Start of Given records

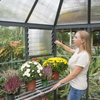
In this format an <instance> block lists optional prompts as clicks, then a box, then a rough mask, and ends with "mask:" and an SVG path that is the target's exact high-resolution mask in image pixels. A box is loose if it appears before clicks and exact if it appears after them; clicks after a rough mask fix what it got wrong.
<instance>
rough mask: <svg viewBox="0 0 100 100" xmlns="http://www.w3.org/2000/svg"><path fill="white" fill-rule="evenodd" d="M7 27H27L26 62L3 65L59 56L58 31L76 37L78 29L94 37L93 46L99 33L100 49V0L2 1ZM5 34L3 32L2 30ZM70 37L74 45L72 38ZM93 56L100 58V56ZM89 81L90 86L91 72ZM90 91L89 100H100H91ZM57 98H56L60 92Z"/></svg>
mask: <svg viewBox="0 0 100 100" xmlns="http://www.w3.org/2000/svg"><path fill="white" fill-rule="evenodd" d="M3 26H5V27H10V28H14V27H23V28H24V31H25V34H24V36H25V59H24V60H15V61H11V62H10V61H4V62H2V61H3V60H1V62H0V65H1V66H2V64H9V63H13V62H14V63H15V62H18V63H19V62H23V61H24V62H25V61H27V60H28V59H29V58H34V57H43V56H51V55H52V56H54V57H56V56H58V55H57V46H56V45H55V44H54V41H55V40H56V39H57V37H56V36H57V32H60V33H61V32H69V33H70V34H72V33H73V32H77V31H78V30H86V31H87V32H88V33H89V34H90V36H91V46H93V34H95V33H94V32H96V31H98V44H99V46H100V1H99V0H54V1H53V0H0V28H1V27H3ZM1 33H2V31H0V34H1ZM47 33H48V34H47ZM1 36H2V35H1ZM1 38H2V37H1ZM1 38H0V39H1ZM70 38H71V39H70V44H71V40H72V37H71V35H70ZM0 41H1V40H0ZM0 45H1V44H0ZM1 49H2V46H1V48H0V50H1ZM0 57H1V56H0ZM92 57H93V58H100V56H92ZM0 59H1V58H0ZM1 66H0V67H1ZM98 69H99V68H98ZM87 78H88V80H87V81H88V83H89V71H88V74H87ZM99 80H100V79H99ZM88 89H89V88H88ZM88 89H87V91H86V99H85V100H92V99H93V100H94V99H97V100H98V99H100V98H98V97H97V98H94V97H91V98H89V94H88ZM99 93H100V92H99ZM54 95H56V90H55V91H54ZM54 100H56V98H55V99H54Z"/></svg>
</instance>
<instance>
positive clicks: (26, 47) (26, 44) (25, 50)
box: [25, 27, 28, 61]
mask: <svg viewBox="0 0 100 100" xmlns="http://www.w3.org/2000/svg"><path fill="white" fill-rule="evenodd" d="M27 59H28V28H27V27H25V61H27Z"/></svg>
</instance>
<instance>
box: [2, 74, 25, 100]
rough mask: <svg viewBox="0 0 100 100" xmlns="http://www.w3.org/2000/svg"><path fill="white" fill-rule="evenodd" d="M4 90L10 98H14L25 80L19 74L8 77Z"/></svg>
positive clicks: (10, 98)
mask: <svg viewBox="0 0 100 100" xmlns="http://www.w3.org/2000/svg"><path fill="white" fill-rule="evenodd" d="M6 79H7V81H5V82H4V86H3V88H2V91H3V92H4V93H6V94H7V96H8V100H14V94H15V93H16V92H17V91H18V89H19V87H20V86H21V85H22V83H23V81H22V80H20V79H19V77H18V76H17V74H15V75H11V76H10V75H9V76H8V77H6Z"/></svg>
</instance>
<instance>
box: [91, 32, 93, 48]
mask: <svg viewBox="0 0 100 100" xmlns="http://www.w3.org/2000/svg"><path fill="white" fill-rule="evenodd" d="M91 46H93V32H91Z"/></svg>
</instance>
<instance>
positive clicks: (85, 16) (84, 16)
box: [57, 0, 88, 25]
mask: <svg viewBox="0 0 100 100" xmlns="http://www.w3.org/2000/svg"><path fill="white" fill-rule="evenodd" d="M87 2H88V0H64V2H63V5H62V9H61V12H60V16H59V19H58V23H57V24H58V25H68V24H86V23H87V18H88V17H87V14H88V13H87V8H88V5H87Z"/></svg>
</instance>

End of Given records

- **The task**
Quote every one of the records above word for word, but leave the pictures out.

- **Answer to this exercise**
In this format an <instance> block lists optional prompts as clicks, then a box, then a rough mask, and ends with "mask:" and an SVG path that is the target's exact high-resolution mask in image pixels. A box is loose if it appears before clicks and exact if it appears after them; clicks after a rough mask fix what it got wrong.
<instance>
rough mask: <svg viewBox="0 0 100 100" xmlns="http://www.w3.org/2000/svg"><path fill="white" fill-rule="evenodd" d="M7 27H27L26 62L3 65L59 56L58 31L76 37L78 29L94 37L93 46L99 33L100 49V0L2 1ZM5 34L3 32L2 30ZM70 37L74 45L72 38ZM93 56L100 58V56ZM89 81L90 86L91 72ZM90 91L89 100H100H91ZM57 98H56L60 92Z"/></svg>
mask: <svg viewBox="0 0 100 100" xmlns="http://www.w3.org/2000/svg"><path fill="white" fill-rule="evenodd" d="M3 26H5V27H10V28H14V27H23V28H24V31H25V34H24V36H25V59H24V60H15V61H11V62H10V61H4V62H2V61H3V60H1V62H0V65H1V66H2V64H9V63H13V62H14V63H15V62H18V63H19V62H23V61H24V62H25V61H27V60H28V59H29V58H34V57H43V56H51V55H52V56H54V57H56V56H58V55H57V46H56V45H55V44H54V41H55V40H56V39H57V37H56V36H57V32H60V33H61V32H69V33H70V34H72V33H73V32H77V31H78V30H86V31H87V32H88V33H89V34H90V36H91V46H93V34H95V33H94V32H96V31H98V44H99V46H100V1H99V0H54V1H53V0H0V28H1V27H3ZM1 33H2V31H0V34H1ZM47 33H48V34H47ZM1 36H2V35H1ZM1 38H2V37H1ZM1 38H0V39H1ZM70 38H71V39H70V44H71V40H72V37H71V35H70ZM0 41H1V40H0ZM0 45H1V44H0ZM1 49H2V46H1V48H0V50H1ZM0 57H1V56H0ZM92 57H93V58H100V56H92ZM0 59H1V58H0ZM1 66H0V67H1ZM98 69H99V68H98ZM87 78H88V80H87V81H88V83H89V71H88V74H87ZM99 80H100V79H99ZM88 89H89V88H88ZM88 89H87V91H86V99H85V100H92V99H93V100H94V99H97V100H98V99H100V98H98V97H97V98H94V97H91V98H89V94H88ZM99 93H100V92H99ZM54 95H56V90H55V91H54ZM54 100H56V98H55V99H54Z"/></svg>
</instance>
<instance>
positive clicks: (26, 47) (26, 44) (25, 50)
box: [25, 27, 28, 61]
mask: <svg viewBox="0 0 100 100" xmlns="http://www.w3.org/2000/svg"><path fill="white" fill-rule="evenodd" d="M27 59H28V28H27V27H25V61H27Z"/></svg>
</instance>
<instance>
box: [2, 74, 25, 100]
rough mask: <svg viewBox="0 0 100 100" xmlns="http://www.w3.org/2000/svg"><path fill="white" fill-rule="evenodd" d="M4 90L10 98H14L25 80L19 74L8 77Z"/></svg>
positive clicks: (10, 98)
mask: <svg viewBox="0 0 100 100" xmlns="http://www.w3.org/2000/svg"><path fill="white" fill-rule="evenodd" d="M6 79H7V81H5V82H4V86H3V88H2V91H3V92H4V93H6V94H7V96H8V100H14V94H15V93H16V92H17V91H18V89H19V87H20V86H21V85H22V83H23V81H22V80H20V79H19V77H18V76H17V74H15V75H11V76H10V75H9V76H8V77H6Z"/></svg>
</instance>
<instance>
box: [91, 32, 93, 48]
mask: <svg viewBox="0 0 100 100" xmlns="http://www.w3.org/2000/svg"><path fill="white" fill-rule="evenodd" d="M91 46H93V32H91Z"/></svg>
</instance>
<instance>
positive clicks: (85, 16) (84, 16)
box: [57, 0, 88, 25]
mask: <svg viewBox="0 0 100 100" xmlns="http://www.w3.org/2000/svg"><path fill="white" fill-rule="evenodd" d="M87 2H88V0H64V2H63V5H62V9H61V12H60V16H59V19H58V23H57V24H58V25H68V24H86V23H87V18H88V17H87V14H88V13H87V8H88V5H87Z"/></svg>
</instance>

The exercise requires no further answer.